● QUOTED PASSAGE
§ §

The Changeling - Shakespeare at the Tobacco Factory 2004
'The company's "first excursion outside Shakespeare" proved rewarding and productive. The Tobacco Factory's flexible playing-space provided a fluid arena for this intelligent, uncluttered production of Middleton and Rowley's tragedy. Inventive use was made of the raised stage and spotlighting to suggest the numerous rooms and passages of Vermandero's castle. Played in the round, barred doors on either side of the auditorium doubled for castle, closet and madhouse. The Jacobean setting was created with period costumes and minimal props.
The play's intense focus on the concepts of blood and honour, love and service, was fully revealed in the horror of the main plot. [...] The revelation this production offered, though, was the thorough, chilling exploitation of the Rowley sub-plot set in the madhouse. This was due in large measure to Dominic Power's additional scene and dialogue which finds unexpected possibilities in these scenes. [...]
In this production the madhouse is a punitive schoolroom, evoked by the master's high chair, stool and liberal use of the whip. "Old Lollio", far from a comic buffoon, was played with a sinister combination of comedy and menace, spilling over into violence as he tries to have his way with Isabella. This highlighted his dramatic relationship to De Flores, and Isabella's to Beatrice-Joanna's, in a powerful and economic way. Both women, confined within repressive patriarchal structures, are driven to desperation, but whereas the knowing has her eyes open, the spoilt, wilful Beatrice-Joanna fails to understand the fateful implications of her choices.'
Jan Sewell, RORD 44 (2005), 138-9
'Andrew Hilton's production of The Changeling begins with the sound of a boy soprano singing a sanctus off-stage, and ends with the slam of Bedlam's grilles on each side of the auditorium. It projects from first to last the strange strands of this complicated play, showing a purity that is doomed to be corrupted, and a world in which anyone troublesome - argumentative wife or supposed madman - is likely to be locked up.'
Susannah Clapp, The Observer, 4 April 2004
'[A] world in which everyone was beautiful would be a world inadequate for human desire in all its compelling perversity. For ugliness has ways of making itself attractive, to both benign and malign effect. If it didn't exist, we would have to invent it.

§ §

● INFORMATION SHOWN
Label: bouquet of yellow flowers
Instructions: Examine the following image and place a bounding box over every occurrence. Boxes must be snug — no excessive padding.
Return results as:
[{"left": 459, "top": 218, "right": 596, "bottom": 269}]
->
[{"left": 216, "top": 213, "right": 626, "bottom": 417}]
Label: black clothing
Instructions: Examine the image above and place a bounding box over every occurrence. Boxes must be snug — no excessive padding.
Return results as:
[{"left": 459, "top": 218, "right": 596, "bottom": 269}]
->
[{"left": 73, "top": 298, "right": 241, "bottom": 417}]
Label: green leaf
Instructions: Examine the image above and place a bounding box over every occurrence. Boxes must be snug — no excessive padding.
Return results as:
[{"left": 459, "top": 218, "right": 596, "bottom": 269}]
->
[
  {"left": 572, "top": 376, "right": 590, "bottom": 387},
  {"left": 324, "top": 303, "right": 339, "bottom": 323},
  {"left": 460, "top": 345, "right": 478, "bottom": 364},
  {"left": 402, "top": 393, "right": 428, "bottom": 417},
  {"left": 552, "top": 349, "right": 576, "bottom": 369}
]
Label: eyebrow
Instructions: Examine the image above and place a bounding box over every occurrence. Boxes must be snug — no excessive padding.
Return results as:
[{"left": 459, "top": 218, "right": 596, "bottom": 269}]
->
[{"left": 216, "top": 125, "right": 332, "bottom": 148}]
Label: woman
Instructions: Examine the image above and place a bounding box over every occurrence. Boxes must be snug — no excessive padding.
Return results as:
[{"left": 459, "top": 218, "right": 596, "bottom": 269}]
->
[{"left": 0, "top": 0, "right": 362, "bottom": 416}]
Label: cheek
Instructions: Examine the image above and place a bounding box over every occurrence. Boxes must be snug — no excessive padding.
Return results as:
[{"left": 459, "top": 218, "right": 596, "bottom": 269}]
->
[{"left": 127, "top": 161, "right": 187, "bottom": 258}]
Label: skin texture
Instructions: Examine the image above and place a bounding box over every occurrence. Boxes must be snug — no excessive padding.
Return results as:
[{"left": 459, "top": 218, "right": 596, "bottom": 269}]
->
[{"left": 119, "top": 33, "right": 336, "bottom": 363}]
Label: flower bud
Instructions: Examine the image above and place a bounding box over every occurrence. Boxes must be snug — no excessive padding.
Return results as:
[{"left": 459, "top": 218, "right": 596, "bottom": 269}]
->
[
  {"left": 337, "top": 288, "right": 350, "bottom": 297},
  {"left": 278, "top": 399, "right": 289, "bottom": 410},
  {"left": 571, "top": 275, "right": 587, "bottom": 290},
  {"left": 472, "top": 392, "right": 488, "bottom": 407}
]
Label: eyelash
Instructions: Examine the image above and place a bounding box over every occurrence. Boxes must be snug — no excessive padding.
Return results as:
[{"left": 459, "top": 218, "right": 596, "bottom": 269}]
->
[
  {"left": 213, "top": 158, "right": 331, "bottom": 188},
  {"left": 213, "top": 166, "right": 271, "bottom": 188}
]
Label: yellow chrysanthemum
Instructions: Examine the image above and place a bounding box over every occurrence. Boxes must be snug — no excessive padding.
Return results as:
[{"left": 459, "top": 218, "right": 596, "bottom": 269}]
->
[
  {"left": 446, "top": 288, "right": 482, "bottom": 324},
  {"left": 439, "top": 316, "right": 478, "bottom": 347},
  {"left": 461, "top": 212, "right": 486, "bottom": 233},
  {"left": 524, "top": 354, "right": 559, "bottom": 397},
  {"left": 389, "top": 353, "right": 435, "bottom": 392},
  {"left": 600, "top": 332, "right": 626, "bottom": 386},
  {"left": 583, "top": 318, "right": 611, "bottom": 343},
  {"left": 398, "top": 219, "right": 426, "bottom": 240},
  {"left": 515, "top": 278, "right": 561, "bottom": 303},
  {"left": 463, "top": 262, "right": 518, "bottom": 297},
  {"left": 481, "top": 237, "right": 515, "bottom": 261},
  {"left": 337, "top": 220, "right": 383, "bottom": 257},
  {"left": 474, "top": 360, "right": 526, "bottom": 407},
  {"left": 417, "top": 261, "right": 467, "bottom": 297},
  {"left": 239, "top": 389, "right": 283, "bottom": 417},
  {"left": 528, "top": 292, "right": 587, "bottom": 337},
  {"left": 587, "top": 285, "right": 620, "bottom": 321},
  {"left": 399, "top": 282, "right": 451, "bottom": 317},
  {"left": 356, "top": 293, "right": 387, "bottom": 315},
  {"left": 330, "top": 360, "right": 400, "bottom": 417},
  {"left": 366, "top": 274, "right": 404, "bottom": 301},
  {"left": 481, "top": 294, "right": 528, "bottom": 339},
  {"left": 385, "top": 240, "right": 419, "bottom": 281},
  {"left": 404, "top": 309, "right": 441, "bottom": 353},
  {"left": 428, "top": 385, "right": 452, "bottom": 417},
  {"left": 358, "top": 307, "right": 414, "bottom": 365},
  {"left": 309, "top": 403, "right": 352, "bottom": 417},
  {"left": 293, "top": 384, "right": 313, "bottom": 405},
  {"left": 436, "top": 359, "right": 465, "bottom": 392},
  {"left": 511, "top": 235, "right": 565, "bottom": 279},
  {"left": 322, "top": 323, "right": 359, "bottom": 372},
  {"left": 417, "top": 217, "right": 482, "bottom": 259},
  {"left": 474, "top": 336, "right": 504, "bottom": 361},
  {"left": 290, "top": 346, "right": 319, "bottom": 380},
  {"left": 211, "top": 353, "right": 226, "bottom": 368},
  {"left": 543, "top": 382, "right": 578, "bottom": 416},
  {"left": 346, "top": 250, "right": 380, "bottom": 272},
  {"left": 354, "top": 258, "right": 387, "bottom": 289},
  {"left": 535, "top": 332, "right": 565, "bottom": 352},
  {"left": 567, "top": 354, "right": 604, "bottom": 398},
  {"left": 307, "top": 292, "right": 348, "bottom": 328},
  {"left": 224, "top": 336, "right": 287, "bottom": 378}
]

§ §

● WHAT TO PRODUCE
In the reviews of The Changeling, what sound opens Andrew Hilton's production?

● RIGHT ANSWER
A boy soprano singing a sanctus off-stage.